• Instructions to follow:
Every line from the one that includes "point(417, 303)" to the end of the entries should be written out exactly, with the first and last included.

• Supplied material:
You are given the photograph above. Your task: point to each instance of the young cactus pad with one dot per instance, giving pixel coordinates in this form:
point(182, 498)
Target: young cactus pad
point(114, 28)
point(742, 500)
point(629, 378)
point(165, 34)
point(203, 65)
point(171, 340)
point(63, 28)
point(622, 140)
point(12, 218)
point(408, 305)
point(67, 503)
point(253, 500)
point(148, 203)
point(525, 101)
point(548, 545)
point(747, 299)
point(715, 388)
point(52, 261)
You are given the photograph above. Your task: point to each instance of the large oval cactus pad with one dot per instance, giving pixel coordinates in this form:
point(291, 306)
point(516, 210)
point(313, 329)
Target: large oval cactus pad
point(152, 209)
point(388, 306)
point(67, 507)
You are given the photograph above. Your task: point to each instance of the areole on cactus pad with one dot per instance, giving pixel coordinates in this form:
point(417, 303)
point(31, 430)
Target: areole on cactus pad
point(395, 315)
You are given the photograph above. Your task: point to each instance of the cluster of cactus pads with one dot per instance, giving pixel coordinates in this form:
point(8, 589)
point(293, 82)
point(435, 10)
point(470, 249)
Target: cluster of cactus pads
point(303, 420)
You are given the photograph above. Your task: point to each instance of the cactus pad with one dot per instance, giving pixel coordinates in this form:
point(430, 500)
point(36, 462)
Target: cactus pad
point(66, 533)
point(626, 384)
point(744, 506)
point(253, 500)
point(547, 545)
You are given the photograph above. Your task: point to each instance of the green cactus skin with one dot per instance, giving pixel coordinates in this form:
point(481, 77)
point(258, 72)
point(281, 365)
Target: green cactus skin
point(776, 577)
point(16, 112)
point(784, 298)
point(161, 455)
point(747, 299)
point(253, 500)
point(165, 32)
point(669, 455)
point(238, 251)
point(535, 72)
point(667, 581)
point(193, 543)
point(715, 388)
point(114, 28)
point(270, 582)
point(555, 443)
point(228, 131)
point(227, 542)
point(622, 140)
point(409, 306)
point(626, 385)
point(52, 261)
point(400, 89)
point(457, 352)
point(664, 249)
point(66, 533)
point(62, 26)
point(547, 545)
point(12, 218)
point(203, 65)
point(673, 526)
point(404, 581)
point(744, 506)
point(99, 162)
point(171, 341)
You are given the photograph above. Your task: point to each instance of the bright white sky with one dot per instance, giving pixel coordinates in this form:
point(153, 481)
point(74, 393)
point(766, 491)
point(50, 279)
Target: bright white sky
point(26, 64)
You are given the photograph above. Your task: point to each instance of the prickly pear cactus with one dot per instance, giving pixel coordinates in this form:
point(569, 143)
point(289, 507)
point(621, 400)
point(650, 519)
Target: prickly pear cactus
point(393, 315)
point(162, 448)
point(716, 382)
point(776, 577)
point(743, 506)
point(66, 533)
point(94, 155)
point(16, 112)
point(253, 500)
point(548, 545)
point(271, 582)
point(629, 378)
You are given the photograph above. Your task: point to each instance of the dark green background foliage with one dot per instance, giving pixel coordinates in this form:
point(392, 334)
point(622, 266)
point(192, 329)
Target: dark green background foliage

• Expected answer:
point(417, 303)
point(31, 430)
Target: areole on cactus pad
point(395, 315)
You are given the photograph above. Your task: point to each instance of the cluster of cactus pads with one dot per instance, giving pixel coordinates in this form:
point(8, 589)
point(293, 82)
point(435, 10)
point(470, 249)
Target: cluster of cactus pads
point(303, 420)
You are given the photograph above. Your task: point to each instance of the cactus pad with one dot per instance, giving pixel coordinates in this form:
point(430, 500)
point(36, 462)
Target: cactus pad
point(66, 533)
point(626, 384)
point(744, 506)
point(253, 500)
point(547, 545)
You are given the photograph above. Your task: point to each instance of the green cactus skin with one dot per instance, giving pixel coordinates in this form:
point(481, 77)
point(258, 72)
point(281, 365)
Target: green cactus skin
point(776, 577)
point(16, 112)
point(784, 298)
point(161, 455)
point(747, 299)
point(253, 500)
point(165, 32)
point(669, 455)
point(238, 251)
point(535, 72)
point(667, 581)
point(193, 543)
point(715, 388)
point(114, 28)
point(270, 582)
point(555, 443)
point(228, 131)
point(227, 542)
point(622, 140)
point(409, 306)
point(626, 385)
point(52, 261)
point(400, 89)
point(457, 352)
point(664, 249)
point(66, 533)
point(62, 26)
point(547, 545)
point(12, 218)
point(203, 65)
point(673, 526)
point(404, 581)
point(744, 506)
point(99, 162)
point(171, 341)
You are given the photograph above. Your task: point to each instance of the bright white sky with one dot per instance, giving pixel coordinates in this form:
point(153, 481)
point(74, 393)
point(766, 491)
point(50, 279)
Target: bright white sky
point(26, 64)
You are given the photograph above. Your task: point to each instance of the prickly pear cactus with one dot per instance, giving pixel coordinates in this form:
point(569, 143)
point(289, 507)
point(621, 400)
point(650, 519)
Target: prickly pear cactus
point(393, 315)
point(162, 448)
point(716, 382)
point(776, 577)
point(743, 506)
point(66, 533)
point(94, 155)
point(16, 112)
point(253, 500)
point(548, 545)
point(271, 582)
point(629, 378)
You are given the photograph above. Your task: point to each instance of the dark green background foliage with one dot per instance, giving pixel coordinates in this form:
point(392, 334)
point(622, 266)
point(192, 329)
Target: dark green background foliage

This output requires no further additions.